**** SUPPLIED TEXT

Skip to content

Document Lifecycle

workspace::Document is the central data structure of Pegium's workspace layer. It represents one source file as parsed text plus all the information derived from it.

Before a document can be used reliably by editor features, it has to be built through a staged pipeline managed by DocumentBuilder.

Document states

A Pegium document moves through these states:

  1. Changed
  2. Parsed
  3. IndexedContent
  4. ComputedScopes
  5. Linked
  6. IndexedReferences
  7. Validated

The important idea is that later features can depend on a minimum stable state instead of rebuilding everything ad hoc.

Creation of documents

DefaultDocumentFactory is responsible for turning text into a workspace::Document.

When the workspace manager or the LSP runtime needs a document, the factory:

  • gets the latest text from the shared text-document provider or the file system
  • materializes a Document from the authoritative TextDocument
  • fixes the canonical document URI at construction time
  • resolves the language services from the document URI
  • normalizes the attached text-document languageId from those services
  • selects the registered parser
  • parses the text into AST and CST
  • stores the document in the Parsed state

If the URI does not resolve to registered services, document creation fails instead of producing a partially typed workspace document.

Indexing of symbols

The first build phase after parsing is IndexedContent.

In this phase, ScopeComputation and the index manager collect the symbols that a document exports to the rest of the workspace. Those exported symbols become part of the global lookup space used later by scoping and linking.

This phase is intentionally early: it only depends on the parsed tree, not on linked references.

********

EXERCISES TO COMPLETE:
1 – Condense the paragraph of the document lifecycle text that begins "In this phase, ScopeComputation" into a single shorter sentence, keeping its main facts.
2 – Reproduce the stretch of the document lifecycle text from "The first build" through "on linked references.", swapping "parsed tree" for "syntax tree".

**** RECORD EXCERPTS

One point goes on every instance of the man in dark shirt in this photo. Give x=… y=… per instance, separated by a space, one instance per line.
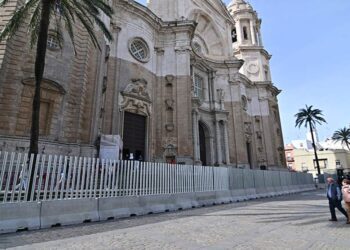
x=334 y=198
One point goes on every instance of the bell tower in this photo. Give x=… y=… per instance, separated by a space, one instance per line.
x=247 y=43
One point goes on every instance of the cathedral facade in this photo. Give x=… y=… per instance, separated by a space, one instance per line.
x=185 y=81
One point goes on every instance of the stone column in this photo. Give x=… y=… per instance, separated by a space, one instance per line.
x=196 y=156
x=114 y=51
x=218 y=142
x=227 y=151
x=212 y=150
x=239 y=31
x=260 y=39
x=252 y=31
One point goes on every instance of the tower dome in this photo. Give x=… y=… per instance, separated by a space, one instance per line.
x=236 y=5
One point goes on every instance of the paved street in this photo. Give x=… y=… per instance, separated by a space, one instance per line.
x=291 y=222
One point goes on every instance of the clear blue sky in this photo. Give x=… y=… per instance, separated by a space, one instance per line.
x=310 y=44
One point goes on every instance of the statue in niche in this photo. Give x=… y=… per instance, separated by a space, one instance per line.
x=221 y=94
x=248 y=127
x=169 y=79
x=138 y=87
x=169 y=104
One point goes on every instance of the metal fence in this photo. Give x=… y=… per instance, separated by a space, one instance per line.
x=67 y=177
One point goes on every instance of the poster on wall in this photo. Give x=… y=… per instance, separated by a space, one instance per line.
x=110 y=147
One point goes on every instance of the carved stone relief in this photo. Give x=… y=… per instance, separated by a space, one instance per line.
x=136 y=98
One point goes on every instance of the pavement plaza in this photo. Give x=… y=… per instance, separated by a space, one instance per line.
x=291 y=222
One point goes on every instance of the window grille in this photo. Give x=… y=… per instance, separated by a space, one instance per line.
x=198 y=86
x=139 y=50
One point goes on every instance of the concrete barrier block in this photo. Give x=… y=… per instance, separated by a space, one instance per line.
x=158 y=203
x=206 y=198
x=239 y=195
x=18 y=216
x=68 y=212
x=236 y=178
x=185 y=200
x=250 y=193
x=119 y=207
x=223 y=196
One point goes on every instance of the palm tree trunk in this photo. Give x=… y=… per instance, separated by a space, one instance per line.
x=39 y=72
x=315 y=149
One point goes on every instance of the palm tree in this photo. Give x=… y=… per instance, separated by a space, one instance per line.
x=309 y=117
x=37 y=15
x=342 y=135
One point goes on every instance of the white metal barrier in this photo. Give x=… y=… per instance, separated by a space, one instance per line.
x=55 y=177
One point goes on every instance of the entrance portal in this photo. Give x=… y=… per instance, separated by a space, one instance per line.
x=134 y=136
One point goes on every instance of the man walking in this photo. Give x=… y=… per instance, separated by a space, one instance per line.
x=334 y=198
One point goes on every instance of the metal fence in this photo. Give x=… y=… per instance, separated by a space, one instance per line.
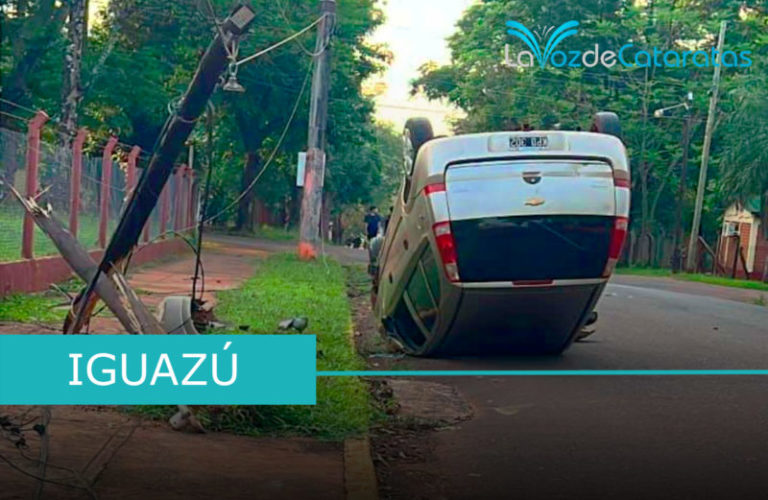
x=100 y=196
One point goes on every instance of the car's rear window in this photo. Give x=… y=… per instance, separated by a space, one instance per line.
x=532 y=247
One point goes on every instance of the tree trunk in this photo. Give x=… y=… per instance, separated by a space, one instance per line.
x=71 y=88
x=250 y=170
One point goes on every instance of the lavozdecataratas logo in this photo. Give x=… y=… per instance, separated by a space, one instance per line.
x=543 y=43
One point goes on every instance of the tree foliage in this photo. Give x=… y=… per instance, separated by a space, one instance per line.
x=498 y=97
x=141 y=54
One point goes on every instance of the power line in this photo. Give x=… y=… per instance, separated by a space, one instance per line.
x=272 y=154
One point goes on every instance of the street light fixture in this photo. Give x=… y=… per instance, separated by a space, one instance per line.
x=677 y=256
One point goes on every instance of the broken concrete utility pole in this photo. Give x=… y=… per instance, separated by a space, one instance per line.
x=171 y=142
x=314 y=175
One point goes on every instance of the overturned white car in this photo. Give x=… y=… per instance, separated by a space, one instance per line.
x=501 y=240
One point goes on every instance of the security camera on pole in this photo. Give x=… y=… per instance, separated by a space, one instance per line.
x=311 y=202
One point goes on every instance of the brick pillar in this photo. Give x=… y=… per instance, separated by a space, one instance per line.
x=33 y=157
x=130 y=174
x=74 y=180
x=178 y=202
x=106 y=183
x=190 y=199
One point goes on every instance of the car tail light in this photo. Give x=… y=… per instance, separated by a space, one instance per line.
x=447 y=248
x=621 y=178
x=437 y=187
x=618 y=235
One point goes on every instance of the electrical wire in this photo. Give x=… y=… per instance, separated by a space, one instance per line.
x=272 y=154
x=281 y=42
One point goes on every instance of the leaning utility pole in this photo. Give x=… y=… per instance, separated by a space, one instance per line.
x=312 y=199
x=176 y=130
x=690 y=262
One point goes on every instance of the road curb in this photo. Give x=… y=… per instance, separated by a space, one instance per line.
x=359 y=473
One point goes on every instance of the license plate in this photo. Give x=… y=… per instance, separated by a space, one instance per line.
x=530 y=141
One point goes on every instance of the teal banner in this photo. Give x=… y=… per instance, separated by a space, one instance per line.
x=157 y=369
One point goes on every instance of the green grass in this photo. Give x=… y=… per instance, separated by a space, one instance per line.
x=285 y=287
x=273 y=233
x=700 y=278
x=48 y=307
x=11 y=217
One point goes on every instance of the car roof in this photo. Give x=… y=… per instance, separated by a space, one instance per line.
x=435 y=155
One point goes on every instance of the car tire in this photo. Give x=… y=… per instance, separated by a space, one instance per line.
x=606 y=122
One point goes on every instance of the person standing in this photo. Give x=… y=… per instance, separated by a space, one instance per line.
x=372 y=222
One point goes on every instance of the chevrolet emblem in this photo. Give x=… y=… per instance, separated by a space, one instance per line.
x=534 y=202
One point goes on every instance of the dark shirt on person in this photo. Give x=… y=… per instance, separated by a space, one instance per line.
x=372 y=221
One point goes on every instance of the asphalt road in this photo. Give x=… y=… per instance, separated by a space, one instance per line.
x=611 y=437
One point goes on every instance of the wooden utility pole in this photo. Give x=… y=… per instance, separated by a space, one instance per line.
x=177 y=128
x=312 y=199
x=691 y=259
x=73 y=57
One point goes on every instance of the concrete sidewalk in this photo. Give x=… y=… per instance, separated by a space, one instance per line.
x=157 y=462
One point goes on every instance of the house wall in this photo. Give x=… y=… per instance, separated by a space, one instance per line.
x=752 y=241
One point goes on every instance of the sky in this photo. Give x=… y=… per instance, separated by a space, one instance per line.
x=416 y=32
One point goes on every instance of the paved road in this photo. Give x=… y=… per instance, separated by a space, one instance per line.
x=600 y=437
x=619 y=437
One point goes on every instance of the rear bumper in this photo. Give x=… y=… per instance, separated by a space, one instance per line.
x=536 y=318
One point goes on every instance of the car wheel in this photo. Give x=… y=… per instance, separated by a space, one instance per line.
x=606 y=123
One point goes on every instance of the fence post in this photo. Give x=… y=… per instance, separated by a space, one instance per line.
x=106 y=183
x=33 y=157
x=190 y=198
x=164 y=206
x=74 y=181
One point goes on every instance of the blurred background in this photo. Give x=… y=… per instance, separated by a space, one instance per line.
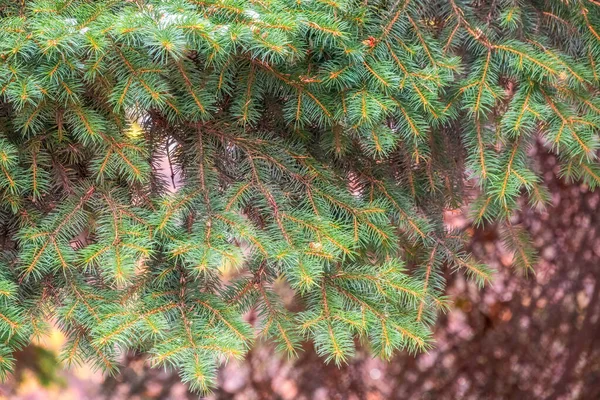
x=535 y=336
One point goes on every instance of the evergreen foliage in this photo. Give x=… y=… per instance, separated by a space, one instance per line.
x=312 y=143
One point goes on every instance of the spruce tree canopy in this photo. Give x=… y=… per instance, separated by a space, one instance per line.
x=316 y=144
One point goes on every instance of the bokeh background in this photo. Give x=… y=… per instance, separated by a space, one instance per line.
x=534 y=336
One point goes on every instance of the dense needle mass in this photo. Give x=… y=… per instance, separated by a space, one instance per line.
x=315 y=145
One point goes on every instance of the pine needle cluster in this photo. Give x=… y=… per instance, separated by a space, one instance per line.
x=311 y=145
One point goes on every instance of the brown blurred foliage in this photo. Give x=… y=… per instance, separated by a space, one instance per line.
x=533 y=336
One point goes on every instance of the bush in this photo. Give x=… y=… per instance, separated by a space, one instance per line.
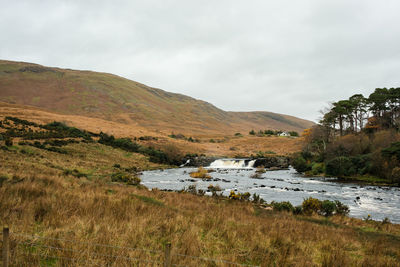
x=396 y=175
x=282 y=206
x=317 y=168
x=297 y=210
x=125 y=178
x=341 y=208
x=200 y=173
x=392 y=150
x=340 y=166
x=300 y=164
x=328 y=207
x=311 y=205
x=234 y=196
x=214 y=188
x=8 y=141
x=245 y=196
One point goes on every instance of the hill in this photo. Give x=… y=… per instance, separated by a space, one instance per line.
x=113 y=98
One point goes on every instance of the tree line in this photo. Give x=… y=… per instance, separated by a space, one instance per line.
x=381 y=110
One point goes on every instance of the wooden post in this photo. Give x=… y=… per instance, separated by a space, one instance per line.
x=6 y=246
x=167 y=259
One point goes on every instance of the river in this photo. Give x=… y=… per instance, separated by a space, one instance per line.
x=286 y=185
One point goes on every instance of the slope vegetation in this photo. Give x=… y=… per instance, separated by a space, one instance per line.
x=113 y=98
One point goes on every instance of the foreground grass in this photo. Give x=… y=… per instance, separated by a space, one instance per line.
x=39 y=199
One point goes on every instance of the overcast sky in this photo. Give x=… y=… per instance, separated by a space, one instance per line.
x=290 y=57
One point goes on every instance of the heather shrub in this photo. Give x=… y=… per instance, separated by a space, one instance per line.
x=282 y=206
x=311 y=205
x=328 y=207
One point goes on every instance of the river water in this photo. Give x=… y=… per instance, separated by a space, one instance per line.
x=286 y=185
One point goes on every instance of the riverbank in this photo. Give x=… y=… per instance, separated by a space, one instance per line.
x=360 y=179
x=209 y=227
x=87 y=196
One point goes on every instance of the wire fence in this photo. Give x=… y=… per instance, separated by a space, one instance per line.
x=22 y=249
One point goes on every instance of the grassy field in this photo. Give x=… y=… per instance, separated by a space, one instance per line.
x=223 y=145
x=41 y=195
x=113 y=98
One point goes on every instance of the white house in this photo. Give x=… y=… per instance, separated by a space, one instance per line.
x=284 y=134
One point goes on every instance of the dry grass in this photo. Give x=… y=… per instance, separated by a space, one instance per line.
x=200 y=173
x=244 y=146
x=38 y=199
x=116 y=99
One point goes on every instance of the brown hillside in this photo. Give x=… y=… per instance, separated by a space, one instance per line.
x=113 y=98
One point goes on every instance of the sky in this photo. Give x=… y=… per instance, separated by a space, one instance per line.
x=290 y=57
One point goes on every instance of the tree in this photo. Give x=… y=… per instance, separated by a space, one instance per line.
x=360 y=109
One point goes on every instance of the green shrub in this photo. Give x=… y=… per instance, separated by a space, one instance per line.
x=311 y=205
x=297 y=210
x=8 y=141
x=317 y=168
x=340 y=166
x=392 y=150
x=300 y=164
x=328 y=207
x=341 y=208
x=125 y=178
x=245 y=196
x=282 y=206
x=3 y=178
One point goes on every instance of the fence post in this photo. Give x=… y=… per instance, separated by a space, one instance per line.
x=167 y=259
x=6 y=246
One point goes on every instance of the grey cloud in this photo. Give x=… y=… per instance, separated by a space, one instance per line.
x=283 y=56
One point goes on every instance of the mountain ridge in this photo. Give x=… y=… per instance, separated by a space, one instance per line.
x=115 y=98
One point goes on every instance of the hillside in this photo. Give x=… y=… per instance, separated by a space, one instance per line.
x=76 y=209
x=113 y=98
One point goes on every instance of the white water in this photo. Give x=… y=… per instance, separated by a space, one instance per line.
x=232 y=164
x=284 y=185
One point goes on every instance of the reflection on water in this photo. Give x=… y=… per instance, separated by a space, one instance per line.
x=287 y=185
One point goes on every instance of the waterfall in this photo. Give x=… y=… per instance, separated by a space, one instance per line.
x=232 y=164
x=186 y=163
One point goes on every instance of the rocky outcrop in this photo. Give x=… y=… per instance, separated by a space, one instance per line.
x=199 y=161
x=272 y=162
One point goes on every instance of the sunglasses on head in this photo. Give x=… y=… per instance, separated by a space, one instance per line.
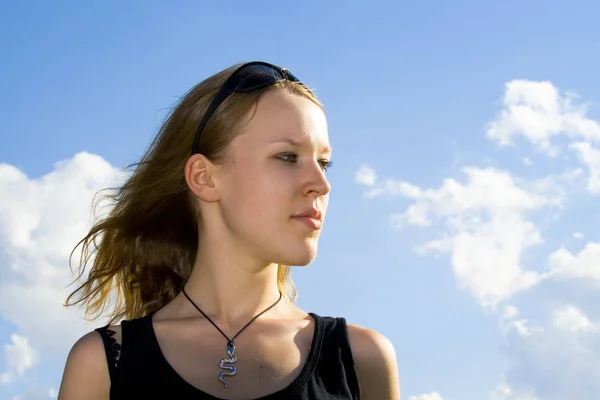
x=246 y=78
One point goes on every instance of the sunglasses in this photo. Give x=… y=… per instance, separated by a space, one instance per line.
x=246 y=78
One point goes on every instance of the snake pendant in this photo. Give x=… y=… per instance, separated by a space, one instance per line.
x=229 y=369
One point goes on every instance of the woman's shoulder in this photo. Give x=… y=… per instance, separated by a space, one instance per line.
x=375 y=362
x=86 y=374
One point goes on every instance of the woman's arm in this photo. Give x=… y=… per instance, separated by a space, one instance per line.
x=375 y=363
x=86 y=371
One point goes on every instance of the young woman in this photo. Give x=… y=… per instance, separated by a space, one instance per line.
x=195 y=256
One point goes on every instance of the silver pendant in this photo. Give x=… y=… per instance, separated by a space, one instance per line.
x=229 y=369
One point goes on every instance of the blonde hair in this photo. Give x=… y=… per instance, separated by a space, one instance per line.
x=146 y=246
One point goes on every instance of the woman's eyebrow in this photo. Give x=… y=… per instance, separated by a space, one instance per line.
x=298 y=143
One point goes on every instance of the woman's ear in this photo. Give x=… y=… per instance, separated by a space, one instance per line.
x=199 y=175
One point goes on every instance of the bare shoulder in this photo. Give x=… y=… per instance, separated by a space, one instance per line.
x=86 y=371
x=375 y=362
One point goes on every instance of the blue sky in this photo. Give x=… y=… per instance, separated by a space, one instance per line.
x=465 y=185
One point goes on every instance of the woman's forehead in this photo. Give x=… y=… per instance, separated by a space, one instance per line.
x=290 y=119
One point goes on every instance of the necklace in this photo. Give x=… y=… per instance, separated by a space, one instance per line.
x=223 y=363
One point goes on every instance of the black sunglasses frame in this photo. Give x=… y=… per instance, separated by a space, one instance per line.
x=247 y=77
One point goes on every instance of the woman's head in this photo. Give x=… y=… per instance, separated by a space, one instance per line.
x=260 y=161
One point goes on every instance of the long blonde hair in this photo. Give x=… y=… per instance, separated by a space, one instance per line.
x=146 y=246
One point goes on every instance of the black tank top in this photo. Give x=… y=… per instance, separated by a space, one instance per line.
x=138 y=370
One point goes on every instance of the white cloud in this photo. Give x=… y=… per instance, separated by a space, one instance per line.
x=427 y=396
x=559 y=359
x=38 y=394
x=538 y=112
x=486 y=226
x=585 y=264
x=590 y=157
x=510 y=312
x=504 y=392
x=41 y=220
x=366 y=176
x=20 y=357
x=572 y=319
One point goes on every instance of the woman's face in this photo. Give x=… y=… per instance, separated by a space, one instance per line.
x=276 y=171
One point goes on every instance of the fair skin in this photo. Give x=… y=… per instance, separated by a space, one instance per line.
x=247 y=207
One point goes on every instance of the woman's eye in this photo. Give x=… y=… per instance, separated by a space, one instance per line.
x=288 y=157
x=326 y=164
x=292 y=158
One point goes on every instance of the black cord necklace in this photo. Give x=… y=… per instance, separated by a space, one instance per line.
x=229 y=369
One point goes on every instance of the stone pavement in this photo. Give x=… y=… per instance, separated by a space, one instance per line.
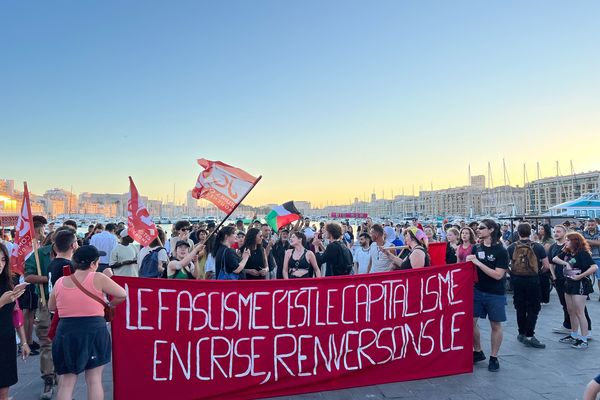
x=555 y=373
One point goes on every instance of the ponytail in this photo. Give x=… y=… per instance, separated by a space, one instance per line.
x=221 y=235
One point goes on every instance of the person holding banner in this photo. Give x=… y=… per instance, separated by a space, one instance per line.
x=8 y=344
x=257 y=266
x=299 y=262
x=227 y=263
x=183 y=266
x=465 y=244
x=418 y=257
x=82 y=342
x=491 y=259
x=336 y=255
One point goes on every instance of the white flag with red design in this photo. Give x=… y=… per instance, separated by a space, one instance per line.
x=23 y=236
x=140 y=226
x=223 y=185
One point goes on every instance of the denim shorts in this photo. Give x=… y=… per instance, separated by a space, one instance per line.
x=489 y=305
x=597 y=262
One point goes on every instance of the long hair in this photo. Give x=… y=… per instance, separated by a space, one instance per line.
x=6 y=276
x=578 y=243
x=250 y=240
x=221 y=235
x=494 y=227
x=547 y=233
x=300 y=236
x=456 y=233
x=413 y=233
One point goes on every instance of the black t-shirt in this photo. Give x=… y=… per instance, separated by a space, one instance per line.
x=256 y=262
x=553 y=251
x=538 y=250
x=226 y=258
x=581 y=261
x=278 y=252
x=494 y=257
x=55 y=268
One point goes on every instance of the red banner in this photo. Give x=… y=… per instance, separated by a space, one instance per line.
x=252 y=339
x=23 y=236
x=349 y=215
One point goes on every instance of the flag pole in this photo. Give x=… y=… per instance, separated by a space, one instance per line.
x=234 y=208
x=39 y=270
x=34 y=244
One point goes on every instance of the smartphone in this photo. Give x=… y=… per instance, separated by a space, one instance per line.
x=21 y=286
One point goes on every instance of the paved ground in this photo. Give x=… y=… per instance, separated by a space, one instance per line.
x=557 y=372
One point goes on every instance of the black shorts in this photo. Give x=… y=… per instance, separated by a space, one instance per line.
x=81 y=343
x=582 y=287
x=29 y=299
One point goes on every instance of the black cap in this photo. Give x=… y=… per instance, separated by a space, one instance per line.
x=86 y=255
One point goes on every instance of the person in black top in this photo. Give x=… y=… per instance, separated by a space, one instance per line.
x=226 y=259
x=278 y=251
x=491 y=259
x=527 y=288
x=417 y=255
x=257 y=266
x=65 y=244
x=8 y=343
x=576 y=258
x=452 y=236
x=299 y=262
x=558 y=277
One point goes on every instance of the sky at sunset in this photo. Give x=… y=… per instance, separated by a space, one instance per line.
x=328 y=100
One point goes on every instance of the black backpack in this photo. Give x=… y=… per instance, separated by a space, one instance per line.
x=345 y=262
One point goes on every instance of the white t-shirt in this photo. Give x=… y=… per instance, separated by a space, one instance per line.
x=362 y=257
x=124 y=253
x=380 y=262
x=162 y=255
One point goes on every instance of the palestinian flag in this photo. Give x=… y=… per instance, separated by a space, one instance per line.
x=282 y=215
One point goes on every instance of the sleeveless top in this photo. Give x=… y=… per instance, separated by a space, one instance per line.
x=72 y=302
x=462 y=253
x=406 y=264
x=301 y=264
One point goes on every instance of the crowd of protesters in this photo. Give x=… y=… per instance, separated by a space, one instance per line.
x=64 y=302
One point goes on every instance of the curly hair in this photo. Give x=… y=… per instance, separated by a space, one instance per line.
x=577 y=243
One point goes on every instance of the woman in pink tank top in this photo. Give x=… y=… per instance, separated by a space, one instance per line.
x=465 y=244
x=82 y=342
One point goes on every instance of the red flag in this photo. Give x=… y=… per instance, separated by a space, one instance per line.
x=139 y=224
x=23 y=236
x=223 y=185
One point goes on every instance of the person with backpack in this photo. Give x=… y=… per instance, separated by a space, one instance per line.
x=489 y=294
x=337 y=256
x=528 y=260
x=153 y=259
x=559 y=278
x=183 y=267
x=299 y=262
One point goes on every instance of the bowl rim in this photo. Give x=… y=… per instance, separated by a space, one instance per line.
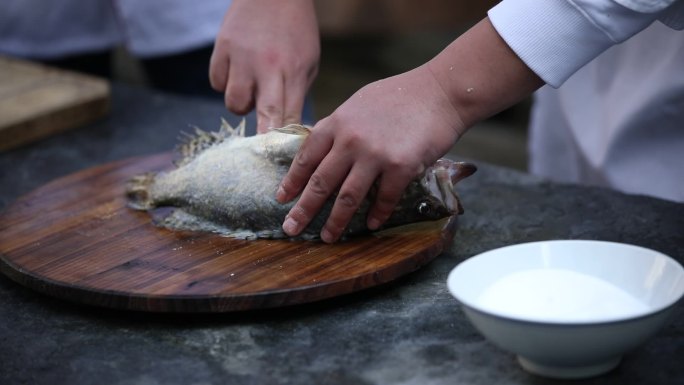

********

RESPONSE LIST:
1 – During IndexedContent, ScopeComputation and the index manager gather the symbols a document exports to the workspace, and these join the global lookup space that scoping and linking rely on later.

2 –
The first build phase after parsing is IndexedContent.

In this phase, ScopeComputation and the index manager collect the symbols that a document exports to the rest of the workspace. Those exported symbols become part of the global lookup space used later by scoping and linking.

This phase is intentionally early: it only depends on the syntax tree, not on linked references.